◆ **What needs to be done**
When you reach the line with "box: [0, 264, 53, 329]" in the data below, begin printing lines exactly, and stop once the line with "positive clicks: (445, 329)" has been printed.

[Material provided — start]

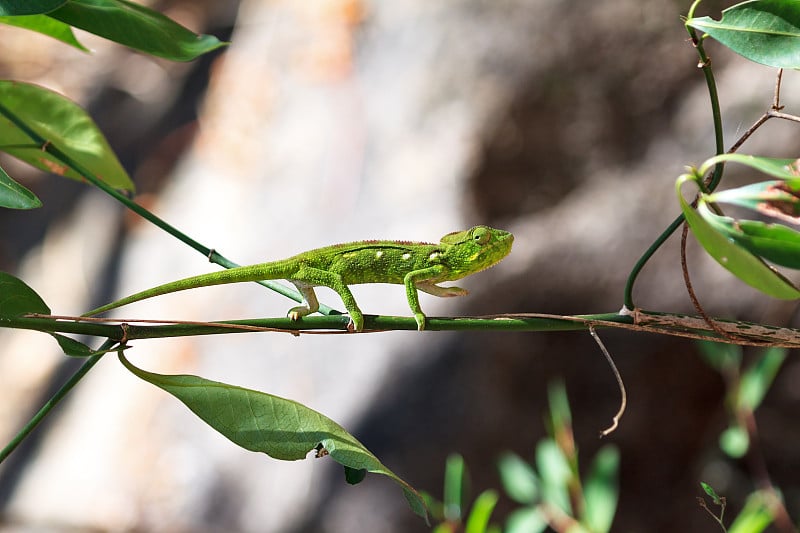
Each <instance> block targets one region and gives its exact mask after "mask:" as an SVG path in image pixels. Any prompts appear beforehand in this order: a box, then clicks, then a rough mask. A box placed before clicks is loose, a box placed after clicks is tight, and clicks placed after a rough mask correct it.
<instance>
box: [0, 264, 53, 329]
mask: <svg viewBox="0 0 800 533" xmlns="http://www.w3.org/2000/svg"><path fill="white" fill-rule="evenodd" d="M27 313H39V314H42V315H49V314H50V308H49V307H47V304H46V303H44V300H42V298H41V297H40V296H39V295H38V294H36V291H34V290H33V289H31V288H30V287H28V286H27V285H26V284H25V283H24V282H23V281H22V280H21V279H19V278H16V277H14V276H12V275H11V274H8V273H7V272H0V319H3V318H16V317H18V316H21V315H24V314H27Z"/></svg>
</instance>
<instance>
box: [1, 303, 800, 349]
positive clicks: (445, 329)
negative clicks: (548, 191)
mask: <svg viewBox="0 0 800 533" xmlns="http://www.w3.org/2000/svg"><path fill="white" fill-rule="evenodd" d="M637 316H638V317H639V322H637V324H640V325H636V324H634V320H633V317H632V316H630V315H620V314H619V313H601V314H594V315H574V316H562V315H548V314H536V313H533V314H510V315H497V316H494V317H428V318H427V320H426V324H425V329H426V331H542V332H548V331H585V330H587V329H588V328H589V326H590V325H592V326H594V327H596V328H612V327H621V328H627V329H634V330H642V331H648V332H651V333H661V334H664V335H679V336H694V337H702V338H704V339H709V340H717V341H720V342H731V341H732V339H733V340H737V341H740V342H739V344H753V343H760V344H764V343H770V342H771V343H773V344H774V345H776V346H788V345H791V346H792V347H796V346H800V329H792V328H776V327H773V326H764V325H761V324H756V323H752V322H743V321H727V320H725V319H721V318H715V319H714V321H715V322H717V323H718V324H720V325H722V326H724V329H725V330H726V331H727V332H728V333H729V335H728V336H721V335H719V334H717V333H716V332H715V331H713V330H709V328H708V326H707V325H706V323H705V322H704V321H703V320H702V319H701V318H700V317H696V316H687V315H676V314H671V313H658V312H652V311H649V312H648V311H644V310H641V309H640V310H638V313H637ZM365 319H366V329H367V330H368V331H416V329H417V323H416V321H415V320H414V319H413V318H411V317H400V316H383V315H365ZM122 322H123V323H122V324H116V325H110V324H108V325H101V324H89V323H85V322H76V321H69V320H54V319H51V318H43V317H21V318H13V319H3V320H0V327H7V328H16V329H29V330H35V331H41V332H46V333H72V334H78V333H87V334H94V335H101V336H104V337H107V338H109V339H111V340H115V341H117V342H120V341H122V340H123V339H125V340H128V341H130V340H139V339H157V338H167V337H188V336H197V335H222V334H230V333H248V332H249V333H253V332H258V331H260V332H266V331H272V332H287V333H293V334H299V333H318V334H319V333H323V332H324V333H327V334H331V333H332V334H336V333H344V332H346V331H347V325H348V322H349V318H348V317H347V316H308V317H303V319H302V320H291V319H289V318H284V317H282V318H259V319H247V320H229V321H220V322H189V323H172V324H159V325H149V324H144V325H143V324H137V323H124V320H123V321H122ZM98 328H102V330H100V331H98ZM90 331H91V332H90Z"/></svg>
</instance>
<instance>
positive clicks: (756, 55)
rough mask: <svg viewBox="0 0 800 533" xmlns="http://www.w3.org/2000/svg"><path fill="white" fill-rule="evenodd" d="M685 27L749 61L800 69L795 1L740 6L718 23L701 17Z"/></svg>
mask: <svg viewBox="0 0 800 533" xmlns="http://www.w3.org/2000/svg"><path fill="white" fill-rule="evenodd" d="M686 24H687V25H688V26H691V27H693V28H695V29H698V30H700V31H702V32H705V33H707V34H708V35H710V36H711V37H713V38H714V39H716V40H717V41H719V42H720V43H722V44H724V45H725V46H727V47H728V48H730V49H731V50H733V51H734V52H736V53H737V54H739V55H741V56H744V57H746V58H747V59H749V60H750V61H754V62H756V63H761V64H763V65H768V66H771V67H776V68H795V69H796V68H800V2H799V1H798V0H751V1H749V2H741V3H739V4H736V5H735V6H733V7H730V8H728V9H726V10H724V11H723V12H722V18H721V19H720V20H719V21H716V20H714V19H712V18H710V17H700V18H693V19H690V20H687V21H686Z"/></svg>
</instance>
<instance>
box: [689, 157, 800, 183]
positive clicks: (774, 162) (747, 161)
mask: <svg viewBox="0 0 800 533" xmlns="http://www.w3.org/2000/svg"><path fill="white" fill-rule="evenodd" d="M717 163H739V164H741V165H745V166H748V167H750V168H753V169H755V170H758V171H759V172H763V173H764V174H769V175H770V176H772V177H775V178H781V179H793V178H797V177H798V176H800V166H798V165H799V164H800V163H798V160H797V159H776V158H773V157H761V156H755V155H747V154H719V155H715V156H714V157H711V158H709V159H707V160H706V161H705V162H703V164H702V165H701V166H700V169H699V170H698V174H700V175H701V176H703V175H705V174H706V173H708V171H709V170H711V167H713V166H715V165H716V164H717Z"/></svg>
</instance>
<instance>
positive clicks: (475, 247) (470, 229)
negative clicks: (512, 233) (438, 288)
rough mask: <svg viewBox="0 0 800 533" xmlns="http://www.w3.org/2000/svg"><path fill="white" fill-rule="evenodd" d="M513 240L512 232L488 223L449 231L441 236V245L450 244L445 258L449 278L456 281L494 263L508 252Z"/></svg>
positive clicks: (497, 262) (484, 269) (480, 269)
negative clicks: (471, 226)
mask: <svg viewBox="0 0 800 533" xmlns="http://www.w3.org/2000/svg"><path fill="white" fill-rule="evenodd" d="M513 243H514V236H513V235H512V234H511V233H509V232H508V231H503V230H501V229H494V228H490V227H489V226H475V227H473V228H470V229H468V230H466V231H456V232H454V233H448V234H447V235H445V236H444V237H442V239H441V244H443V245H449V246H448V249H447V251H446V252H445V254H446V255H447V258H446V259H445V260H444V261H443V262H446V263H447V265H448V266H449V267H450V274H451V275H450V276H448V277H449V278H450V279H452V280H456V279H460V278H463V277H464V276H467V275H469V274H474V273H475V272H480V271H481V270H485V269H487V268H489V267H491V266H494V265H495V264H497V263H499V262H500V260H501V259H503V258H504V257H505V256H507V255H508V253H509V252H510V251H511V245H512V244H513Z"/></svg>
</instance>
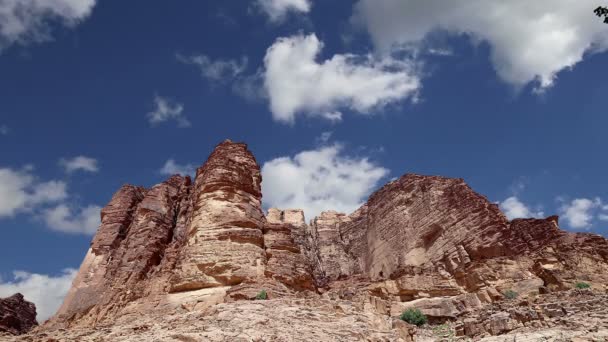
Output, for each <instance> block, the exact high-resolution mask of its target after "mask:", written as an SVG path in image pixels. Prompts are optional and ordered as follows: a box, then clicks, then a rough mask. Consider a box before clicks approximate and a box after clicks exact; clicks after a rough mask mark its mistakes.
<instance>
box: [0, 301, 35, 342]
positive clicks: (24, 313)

[Material provided — finish]

◆ **Answer section**
box: [0, 264, 53, 329]
mask: <svg viewBox="0 0 800 533" xmlns="http://www.w3.org/2000/svg"><path fill="white" fill-rule="evenodd" d="M27 313H39V314H42V315H49V314H50V308H49V307H47V304H46V303H44V300H42V298H41V297H40V296H39V295H38V294H36V291H34V290H33V289H31V288H30V287H28V286H27V285H26V284H25V283H24V282H23V281H22V280H21V279H19V278H16V277H14V276H12V275H11V274H8V273H7V272H0V319H3V318H16V317H18V316H21V315H24V314H27Z"/></svg>
</instance>
<instance>
box: [1, 303, 800, 349]
positive clicks: (445, 329)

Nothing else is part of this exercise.